To skirt copyright law, Anthropic bought and destroyed millions of physical books to train its "Claude" LLM

Arthur Besse@lemmy.ml · 3 days ago

To skirt copyright law, Anthropic bought and destroyed millions of physical books to train its "Claude" LLM

CriticalResist8@lemmygrad.ml · 3 days ago

I don’t know if there’s anybody who hasn’t come to the same conclusion lol but ultimately, after (re-)reading and retyping my thoughts over and over, I come to two conclusions:

This is a problem of capitalism but it’s also not saying much. The crux of the matter is copyright law and competition.

On the one hand copyright law is so backwards and outdated (thank Disney) that the only way they could do this was to discard the books after scanning them. Cutting books, known as destructive scanning, used to be for a long time the only viable way to digitized books. With new methods however you can certainly do it without destroying the book, but many of these methods are patented.

The other side of the coin is that these AI companies “need” to put out better, faster models all the time to stay in competition. It’s a fast-evolving industry with similarly cut-throat competition. If you fall behind, people stop using you and you don’t find funding.

● **Problem to work on**: Rewrite the forum thread starting at "I don’t know" and ending at "methods are patented.", updating it so that "copyright law" reads "intellectual property law".

● **Stored data**:
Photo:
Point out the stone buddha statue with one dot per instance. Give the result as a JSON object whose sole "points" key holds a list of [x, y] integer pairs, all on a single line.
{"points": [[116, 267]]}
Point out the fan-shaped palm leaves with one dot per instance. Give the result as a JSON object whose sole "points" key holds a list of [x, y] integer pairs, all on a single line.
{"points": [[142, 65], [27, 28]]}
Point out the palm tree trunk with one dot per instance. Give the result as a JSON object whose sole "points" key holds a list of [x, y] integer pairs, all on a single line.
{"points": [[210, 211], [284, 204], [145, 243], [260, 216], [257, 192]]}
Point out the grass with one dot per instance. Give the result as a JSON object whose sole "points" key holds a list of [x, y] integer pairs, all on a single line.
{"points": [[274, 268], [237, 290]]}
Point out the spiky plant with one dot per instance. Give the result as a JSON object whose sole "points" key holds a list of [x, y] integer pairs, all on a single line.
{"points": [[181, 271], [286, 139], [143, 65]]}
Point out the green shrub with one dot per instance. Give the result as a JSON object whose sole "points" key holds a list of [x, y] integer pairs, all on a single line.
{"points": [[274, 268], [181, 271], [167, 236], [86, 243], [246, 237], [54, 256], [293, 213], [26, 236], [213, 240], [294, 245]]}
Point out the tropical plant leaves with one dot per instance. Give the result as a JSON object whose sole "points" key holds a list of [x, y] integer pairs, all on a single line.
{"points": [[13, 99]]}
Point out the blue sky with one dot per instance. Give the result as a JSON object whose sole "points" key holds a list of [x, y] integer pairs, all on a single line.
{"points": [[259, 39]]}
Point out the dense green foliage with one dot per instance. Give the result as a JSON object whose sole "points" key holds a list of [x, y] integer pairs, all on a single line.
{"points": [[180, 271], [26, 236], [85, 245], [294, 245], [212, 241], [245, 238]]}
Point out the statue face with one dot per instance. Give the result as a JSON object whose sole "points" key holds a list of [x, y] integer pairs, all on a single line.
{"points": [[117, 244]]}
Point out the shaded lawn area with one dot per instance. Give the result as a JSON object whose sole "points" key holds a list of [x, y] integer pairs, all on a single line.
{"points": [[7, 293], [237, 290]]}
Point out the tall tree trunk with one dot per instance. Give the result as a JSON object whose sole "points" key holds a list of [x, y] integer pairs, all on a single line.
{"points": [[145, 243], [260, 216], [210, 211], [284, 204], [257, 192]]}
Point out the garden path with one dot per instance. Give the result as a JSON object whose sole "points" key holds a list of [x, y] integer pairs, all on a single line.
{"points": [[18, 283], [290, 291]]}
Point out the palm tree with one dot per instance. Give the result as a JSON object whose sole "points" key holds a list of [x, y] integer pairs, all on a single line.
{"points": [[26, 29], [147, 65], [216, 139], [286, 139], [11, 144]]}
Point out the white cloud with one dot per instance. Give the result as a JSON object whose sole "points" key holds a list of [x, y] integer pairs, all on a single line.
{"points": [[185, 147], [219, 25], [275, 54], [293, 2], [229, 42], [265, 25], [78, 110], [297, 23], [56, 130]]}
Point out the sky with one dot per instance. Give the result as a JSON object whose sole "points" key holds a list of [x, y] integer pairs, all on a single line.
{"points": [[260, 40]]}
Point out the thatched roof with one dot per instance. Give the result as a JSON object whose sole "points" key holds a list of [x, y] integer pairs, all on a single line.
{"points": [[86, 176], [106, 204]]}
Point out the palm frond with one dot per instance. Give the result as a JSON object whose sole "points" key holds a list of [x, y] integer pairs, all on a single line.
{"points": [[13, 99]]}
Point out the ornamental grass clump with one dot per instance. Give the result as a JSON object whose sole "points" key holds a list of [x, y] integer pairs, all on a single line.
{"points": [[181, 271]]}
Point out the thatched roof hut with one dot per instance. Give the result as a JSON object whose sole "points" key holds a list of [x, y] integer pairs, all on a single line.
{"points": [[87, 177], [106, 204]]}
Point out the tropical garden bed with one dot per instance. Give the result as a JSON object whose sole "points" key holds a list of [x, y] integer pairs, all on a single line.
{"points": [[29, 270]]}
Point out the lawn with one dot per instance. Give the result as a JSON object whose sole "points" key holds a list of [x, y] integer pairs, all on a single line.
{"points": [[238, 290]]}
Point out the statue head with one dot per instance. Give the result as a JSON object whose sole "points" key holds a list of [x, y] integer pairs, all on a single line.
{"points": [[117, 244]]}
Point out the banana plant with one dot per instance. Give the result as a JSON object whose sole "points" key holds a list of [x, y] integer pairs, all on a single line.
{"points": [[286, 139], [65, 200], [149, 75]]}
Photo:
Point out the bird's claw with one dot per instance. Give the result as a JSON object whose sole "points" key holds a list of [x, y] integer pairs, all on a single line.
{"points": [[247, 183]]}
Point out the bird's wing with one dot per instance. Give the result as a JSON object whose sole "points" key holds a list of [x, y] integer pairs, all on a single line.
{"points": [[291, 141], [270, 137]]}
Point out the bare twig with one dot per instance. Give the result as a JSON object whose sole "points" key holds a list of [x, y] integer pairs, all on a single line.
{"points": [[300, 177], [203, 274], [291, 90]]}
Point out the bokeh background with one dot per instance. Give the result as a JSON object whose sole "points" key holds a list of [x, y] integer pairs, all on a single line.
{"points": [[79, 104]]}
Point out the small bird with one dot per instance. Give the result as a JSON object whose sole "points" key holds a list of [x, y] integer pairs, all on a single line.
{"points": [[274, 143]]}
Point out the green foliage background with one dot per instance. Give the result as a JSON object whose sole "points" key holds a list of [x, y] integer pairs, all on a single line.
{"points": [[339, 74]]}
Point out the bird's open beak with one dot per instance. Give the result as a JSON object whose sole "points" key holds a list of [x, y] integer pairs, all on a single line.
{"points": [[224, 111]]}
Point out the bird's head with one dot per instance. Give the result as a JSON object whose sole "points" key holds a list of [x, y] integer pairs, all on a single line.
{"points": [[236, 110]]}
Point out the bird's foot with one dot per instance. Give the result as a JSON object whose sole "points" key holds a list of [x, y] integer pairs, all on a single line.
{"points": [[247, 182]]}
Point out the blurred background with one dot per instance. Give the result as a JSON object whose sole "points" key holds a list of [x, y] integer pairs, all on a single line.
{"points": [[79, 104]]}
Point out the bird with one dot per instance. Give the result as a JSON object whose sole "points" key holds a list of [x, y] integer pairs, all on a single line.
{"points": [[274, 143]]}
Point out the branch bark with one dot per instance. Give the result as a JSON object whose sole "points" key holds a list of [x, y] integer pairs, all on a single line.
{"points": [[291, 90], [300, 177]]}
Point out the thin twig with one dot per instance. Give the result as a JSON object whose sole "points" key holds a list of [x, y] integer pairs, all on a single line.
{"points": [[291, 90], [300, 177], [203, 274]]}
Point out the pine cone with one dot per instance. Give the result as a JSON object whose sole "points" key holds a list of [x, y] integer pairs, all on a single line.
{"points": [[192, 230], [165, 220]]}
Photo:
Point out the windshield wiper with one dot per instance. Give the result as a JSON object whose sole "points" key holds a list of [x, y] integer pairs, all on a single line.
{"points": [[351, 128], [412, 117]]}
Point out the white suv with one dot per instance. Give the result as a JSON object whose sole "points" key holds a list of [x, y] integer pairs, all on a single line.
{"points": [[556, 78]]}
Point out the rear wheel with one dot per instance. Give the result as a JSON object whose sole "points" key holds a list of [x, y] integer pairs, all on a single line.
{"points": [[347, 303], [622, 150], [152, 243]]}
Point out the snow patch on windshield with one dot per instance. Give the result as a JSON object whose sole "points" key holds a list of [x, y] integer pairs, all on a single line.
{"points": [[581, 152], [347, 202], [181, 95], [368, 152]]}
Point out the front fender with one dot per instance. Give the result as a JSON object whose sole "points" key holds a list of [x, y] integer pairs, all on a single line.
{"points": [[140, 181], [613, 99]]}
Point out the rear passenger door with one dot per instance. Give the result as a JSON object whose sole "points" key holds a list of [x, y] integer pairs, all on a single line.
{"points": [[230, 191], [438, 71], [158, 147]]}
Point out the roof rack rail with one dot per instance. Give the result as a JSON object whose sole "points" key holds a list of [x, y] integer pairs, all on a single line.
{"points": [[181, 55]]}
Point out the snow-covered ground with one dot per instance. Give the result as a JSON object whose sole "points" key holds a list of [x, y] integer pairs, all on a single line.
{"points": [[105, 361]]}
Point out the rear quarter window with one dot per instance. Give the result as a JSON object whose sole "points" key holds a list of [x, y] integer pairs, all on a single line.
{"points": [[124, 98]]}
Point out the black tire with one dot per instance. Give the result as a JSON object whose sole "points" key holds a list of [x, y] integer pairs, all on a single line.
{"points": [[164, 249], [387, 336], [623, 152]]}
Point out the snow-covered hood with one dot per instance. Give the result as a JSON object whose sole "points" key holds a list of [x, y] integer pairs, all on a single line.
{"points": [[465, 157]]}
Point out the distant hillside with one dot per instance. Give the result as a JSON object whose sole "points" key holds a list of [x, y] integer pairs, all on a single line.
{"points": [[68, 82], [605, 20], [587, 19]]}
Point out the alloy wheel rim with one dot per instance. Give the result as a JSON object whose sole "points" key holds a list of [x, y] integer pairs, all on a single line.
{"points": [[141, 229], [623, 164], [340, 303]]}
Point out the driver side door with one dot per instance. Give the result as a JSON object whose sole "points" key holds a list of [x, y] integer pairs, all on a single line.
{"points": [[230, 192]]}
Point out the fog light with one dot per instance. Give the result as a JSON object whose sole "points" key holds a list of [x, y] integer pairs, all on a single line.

● **Task answer**:
I don’t know if there’s anybody who hasn’t come to the same conclusion lol but ultimately, after (re-)reading and retyping my thoughts over and over, I come to two conclusions:

This is a problem of capitalism but it’s also not saying much. The crux of the matter is intellectual property law and competition.

On the one hand intellectual property law is so backwards and outdated (thank Disney) that the only way they could do this was to discard the books after scanning them. Cutting books, known as destructive scanning, used to be for a long time the only viable way to digitized books. With new methods however you can certainly do it without destroying the book, but many of these methods are patented.